Gunmen wound Chinese worker in Pakistan's port city Karachi

No one claimed responsibility for the attack.
Gunmen wound Chinese worker in Pakistan's port city Karachi

Pakistan security officials examine a vehicle that was carrying Chinese nationals in the port city of Karachi on Wednesday after two masked assailants on a motorbike fired at them. One Chinese national was wounded in the attack. 

A Chinese national was shot and wounded in an attack in Pakistan's largest city Karachi on Wednesday, police said, two weeks after nine Chinese workers were killed when an explosion sent their bus over a ravine in the north of the country.

Local police said two masked assailants riding on a motorbike fired at a car carrying two Chinese nationals, who were working at a nearby factory in the city.

One of the passengers sustained an injury to his arm in that attack.

"He is stable as fortunately he was not hit on any vital part of his body," said Javed Akbar Riaz, the police chief of Karachi's southern district.

No one claimed responsibility for the attack.

Speaking in Beijing, Chinese foreign ministry spokesperson Zhao Lijian described the incident as "an isolated case."

(Extracted entries):

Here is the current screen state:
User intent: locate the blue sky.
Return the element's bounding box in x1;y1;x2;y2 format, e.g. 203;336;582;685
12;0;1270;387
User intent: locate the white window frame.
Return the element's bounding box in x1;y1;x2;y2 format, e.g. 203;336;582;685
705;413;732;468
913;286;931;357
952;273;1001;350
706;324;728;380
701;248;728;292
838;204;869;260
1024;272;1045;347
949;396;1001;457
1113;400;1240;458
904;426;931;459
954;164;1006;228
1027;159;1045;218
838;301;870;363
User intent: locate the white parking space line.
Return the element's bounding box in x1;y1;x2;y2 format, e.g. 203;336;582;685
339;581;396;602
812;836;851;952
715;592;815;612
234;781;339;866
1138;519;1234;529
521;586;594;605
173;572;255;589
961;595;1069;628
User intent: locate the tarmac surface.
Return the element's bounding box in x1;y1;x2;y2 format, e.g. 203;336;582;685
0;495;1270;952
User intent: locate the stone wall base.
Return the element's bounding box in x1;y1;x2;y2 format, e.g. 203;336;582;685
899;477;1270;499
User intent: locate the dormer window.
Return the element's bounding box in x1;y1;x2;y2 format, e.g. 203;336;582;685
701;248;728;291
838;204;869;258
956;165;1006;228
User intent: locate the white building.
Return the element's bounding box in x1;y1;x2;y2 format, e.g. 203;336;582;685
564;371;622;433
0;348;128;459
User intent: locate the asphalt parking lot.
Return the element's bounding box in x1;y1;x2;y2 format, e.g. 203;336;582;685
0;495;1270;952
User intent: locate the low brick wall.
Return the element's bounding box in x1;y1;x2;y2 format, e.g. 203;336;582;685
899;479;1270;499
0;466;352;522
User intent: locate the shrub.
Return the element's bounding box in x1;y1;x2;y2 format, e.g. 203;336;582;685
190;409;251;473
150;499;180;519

(Exercise 1): Please copy the passage of the Karachi shooting report word for word, from "Local police said" to "Karachi's southern district.".
(Exercise 2): Continue the Karachi shooting report, picking up right after its last sentence.

(Written reply 1):
Local police said two masked assailants riding on a motorbike fired at a car carrying two Chinese nationals, who were working at a nearby factory in the city.

One of the passengers sustained an injury to his arm in that attack.

"He is stable as fortunately he was not hit on any vital part of his body," said Javed Akbar Riaz, the police chief of Karachi's southern district.

(Written reply 2):
"China is following this matter closely and the relevant case is still under investigation. We have full confidence in the Pakistan side's protection of Chinese citizens and property in Pakistan," he told a regular news briefing.

China is a major investor in Pakistan, pouring billions of dollars in recent years to boost the nation's infrastructure.

But various militants opposed to the Pakistani government have in the past attacked Chinese projects and citizens.

As many as 13 people, including nine Chinese nationals working on a dam project, were killed when their bus was hit by an explosion in Kohistan, northwest Pakistan, on July 14.

Pakistan initially blamed a mechanical failure but later said traces of explosives had been found and terrorism could not be ruled out.

The Chinese workers killed on the bus were employed at the Dasu hydroelectric project, part of the China-Pakistan Economic Corridor, a US$65 billion investment plan aiming to link western China to the southern Pakistani port of Gwadar.